• Material for the task

○ ○ ○

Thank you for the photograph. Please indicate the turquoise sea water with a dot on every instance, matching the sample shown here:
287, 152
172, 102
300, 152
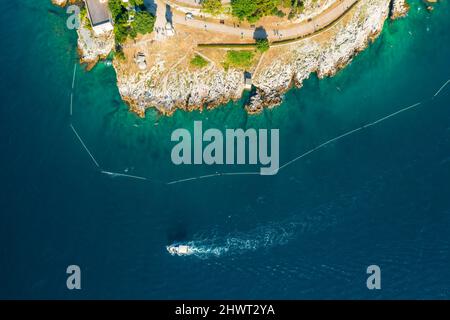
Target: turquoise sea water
379, 196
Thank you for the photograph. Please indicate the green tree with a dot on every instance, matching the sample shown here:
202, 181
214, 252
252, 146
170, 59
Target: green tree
253, 10
198, 61
262, 45
213, 7
143, 23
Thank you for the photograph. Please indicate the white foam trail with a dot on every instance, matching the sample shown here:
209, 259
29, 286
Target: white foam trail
442, 88
84, 146
116, 174
74, 73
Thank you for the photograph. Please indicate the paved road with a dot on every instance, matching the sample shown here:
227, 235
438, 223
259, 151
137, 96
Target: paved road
299, 30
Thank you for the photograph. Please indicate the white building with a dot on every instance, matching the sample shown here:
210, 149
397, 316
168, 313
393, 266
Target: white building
100, 16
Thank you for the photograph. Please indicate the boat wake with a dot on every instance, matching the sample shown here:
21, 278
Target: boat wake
264, 237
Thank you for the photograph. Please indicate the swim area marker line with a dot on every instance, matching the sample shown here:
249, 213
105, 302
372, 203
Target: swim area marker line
84, 146
219, 174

○ ○ ○

• Action item
Where a line contains "Target: green tree", begin there and output each line through the end of the data above, exactly; give no other lines.

• Output for this task
Target: green tree
253, 10
198, 61
262, 45
213, 7
143, 23
Thank you for the photograph. Please indicate the white foam trail with a dot on every instance, matching the sample shown here:
209, 259
29, 286
Target: white foam trail
442, 88
84, 146
116, 174
74, 73
Thank you for the photograph. Please indicate the paved road with a dot on every instance, matching the sample shown here:
227, 235
438, 223
259, 151
137, 96
Target: paved road
299, 30
Thank you for the photograph. Please indicate the white building with a dot on every instance, matching the sample shown here:
210, 149
397, 316
168, 313
393, 266
Target: white building
100, 16
Thank you for the photograph. Please indicate the boat wake with a dot on every instance, matching the sample shown here:
21, 278
Target: boat wake
264, 237
Thank you for the photograph. Please indicate the swim area marker line with a dot on every instance, matching the sample shown here:
249, 213
105, 302
372, 203
Target: swim area marker line
84, 146
219, 174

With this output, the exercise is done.